__Task description__.
Retype the data that follows with no alterations, please.

__Task material__.
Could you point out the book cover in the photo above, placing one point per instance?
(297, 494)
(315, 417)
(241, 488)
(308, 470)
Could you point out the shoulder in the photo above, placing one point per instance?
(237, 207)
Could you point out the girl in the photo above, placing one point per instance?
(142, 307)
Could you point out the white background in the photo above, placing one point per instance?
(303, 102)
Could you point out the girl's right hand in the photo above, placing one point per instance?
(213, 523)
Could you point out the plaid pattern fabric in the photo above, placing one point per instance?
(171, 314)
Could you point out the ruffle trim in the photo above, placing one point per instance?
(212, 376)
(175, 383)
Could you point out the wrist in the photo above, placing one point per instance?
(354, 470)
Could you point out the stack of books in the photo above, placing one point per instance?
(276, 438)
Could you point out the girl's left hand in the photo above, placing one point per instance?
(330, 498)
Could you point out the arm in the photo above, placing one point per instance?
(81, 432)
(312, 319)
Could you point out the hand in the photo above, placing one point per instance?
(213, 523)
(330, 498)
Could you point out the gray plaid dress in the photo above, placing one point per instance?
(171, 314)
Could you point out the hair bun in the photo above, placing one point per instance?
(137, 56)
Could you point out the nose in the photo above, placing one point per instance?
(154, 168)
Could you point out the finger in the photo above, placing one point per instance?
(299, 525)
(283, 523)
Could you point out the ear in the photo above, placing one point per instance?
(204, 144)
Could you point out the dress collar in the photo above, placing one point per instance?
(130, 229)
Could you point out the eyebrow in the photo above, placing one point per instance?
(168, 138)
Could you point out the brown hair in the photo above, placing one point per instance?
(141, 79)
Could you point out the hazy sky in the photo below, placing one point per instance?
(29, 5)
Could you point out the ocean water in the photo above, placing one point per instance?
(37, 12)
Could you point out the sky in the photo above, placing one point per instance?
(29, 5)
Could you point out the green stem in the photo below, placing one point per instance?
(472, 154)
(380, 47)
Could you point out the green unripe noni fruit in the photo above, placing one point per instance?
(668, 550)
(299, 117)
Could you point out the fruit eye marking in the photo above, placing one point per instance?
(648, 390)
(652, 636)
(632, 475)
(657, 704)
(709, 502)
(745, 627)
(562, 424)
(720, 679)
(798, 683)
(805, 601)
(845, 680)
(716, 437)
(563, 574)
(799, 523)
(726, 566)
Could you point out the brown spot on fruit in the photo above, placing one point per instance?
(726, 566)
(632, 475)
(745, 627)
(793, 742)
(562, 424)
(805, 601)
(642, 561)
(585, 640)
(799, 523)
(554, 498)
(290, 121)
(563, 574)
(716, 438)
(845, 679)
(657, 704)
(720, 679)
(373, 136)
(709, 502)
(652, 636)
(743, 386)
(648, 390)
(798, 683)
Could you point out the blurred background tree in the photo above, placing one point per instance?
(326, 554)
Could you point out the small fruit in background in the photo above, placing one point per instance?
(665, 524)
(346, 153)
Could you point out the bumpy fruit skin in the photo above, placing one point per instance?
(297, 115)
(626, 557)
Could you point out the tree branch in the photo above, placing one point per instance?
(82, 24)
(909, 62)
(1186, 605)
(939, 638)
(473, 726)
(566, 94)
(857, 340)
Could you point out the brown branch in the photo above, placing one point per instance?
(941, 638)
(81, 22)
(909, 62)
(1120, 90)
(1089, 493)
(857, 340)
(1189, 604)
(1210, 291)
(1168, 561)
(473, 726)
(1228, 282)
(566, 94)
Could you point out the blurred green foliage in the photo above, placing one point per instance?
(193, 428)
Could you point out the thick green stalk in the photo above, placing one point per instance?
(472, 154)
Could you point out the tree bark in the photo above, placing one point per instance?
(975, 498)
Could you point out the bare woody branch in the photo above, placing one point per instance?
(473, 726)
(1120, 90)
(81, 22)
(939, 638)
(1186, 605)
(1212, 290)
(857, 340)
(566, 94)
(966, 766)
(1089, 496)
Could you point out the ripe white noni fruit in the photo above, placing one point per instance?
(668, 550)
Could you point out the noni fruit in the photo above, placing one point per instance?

__Answer to the exercise__.
Could you point out the book cover in the photo above, placing one point per instance?
(297, 494)
(315, 417)
(241, 488)
(308, 470)
Could you point out the shoulder in the photo above, placing one point per instance?
(237, 207)
Could you point out the girl in the photo above, placing one point per instance?
(142, 307)
Could you point out the white background in the photo above, placing one point per instance?
(303, 102)
Could you point out the girl's right hand in the photo above, placing one point per instance?
(213, 523)
Could you point out the plaid pattern fabric in the photo above, placing one point per instance?
(171, 314)
Could you point out the ruffle trim in the photo above, placing one point per instance?
(212, 376)
(175, 383)
Could you point out the wrist in the photo above, placing one point per instance?
(354, 470)
Could you point out the stack of books in the photo above, placing one point per instance?
(276, 438)
Could you point out the girl's left hand in the photo above, placing one point per instance?
(330, 498)
Could you point out the arm in the photo above, placing one point per instance?
(81, 432)
(312, 319)
Could you point out the hand in the photo above, placing one point per instance?
(213, 523)
(330, 498)
Could you point out the gray plaid dress in the photo above, placing one point per instance?
(171, 314)
Could you point out the hair bun in the photo above, placing one point per instance?
(137, 56)
Could you point out the nose in the photo above, placing one point per instance?
(154, 168)
Could you point out the finger in the photo above, placing one point per instance?
(299, 525)
(283, 523)
Could you point out the ear in the photo above, placing one point per instance?
(204, 144)
Could you point out the dress collar in the photo above, placing one point per instance?
(130, 229)
Could you point out the eyebrow in the photo above, placing one point per instance?
(168, 138)
Could you point out the brown hair in the photo above, placing one point per instance?
(141, 79)
Could you point out the hazy sky in the photo below, placing one point per instance?
(29, 5)
Could you point out the ocean water in the photo above, placing one point per instance?
(37, 12)
Could you point out the sky in the photo above, placing one point per instance?
(29, 5)
Could you point out the green stem in the photo below, placing one point per instance?
(472, 154)
(380, 47)
Could you point out the green unripe noni fruit in the photo above, placing one point per instance?
(668, 550)
(299, 117)
Could you point out the fruit eye marking in the photo above, placing one point per instance?
(648, 390)
(652, 636)
(632, 475)
(657, 704)
(709, 502)
(745, 627)
(562, 424)
(720, 679)
(798, 683)
(805, 601)
(845, 680)
(716, 437)
(563, 574)
(799, 523)
(726, 566)
Could you point out the brown spot on fruit in the photo above, placing one point per instance?
(726, 566)
(632, 475)
(745, 627)
(793, 742)
(562, 424)
(805, 601)
(642, 561)
(585, 640)
(799, 523)
(554, 498)
(290, 121)
(563, 574)
(716, 438)
(845, 679)
(657, 704)
(720, 679)
(373, 136)
(709, 502)
(652, 636)
(743, 386)
(648, 390)
(798, 683)
Could you point out the blurred background tree in the photo above, placing one point per instance?
(326, 554)
Could you point out the small fruit in background in the photo above, placing one point per instance?
(665, 524)
(346, 153)
Could you point out the bumpy fruit skin in the photo above, placing one point per instance?
(297, 115)
(626, 557)
Could you point out the tree branch in the photo above, placing one point per instance?
(82, 24)
(909, 62)
(1186, 605)
(939, 638)
(473, 726)
(566, 94)
(857, 340)
Could you point out the brown branch in the photo above, placing one point per instance?
(941, 638)
(81, 22)
(909, 62)
(1120, 90)
(1089, 493)
(857, 340)
(1189, 604)
(1210, 291)
(1168, 561)
(473, 726)
(1228, 282)
(566, 94)
Could you point out the blurred green foliage in the photo above, placing one point per instance?
(193, 428)
Could you point out the thick green stalk in the photo above, placing one point per instance?
(472, 154)
Could you point out the tree bark in the photo above, placing one point per instance?
(975, 498)
Could you point out the bare woody branch in the photo above, placing one point per instance?
(473, 726)
(1120, 90)
(81, 22)
(939, 638)
(1186, 605)
(1212, 290)
(857, 340)
(566, 94)
(966, 766)
(1089, 496)
Could you point out the ripe white noni fruit in the photo above, placing one point per instance?
(668, 550)
Could you point out the noni fruit in the photo above, placing one point per instance?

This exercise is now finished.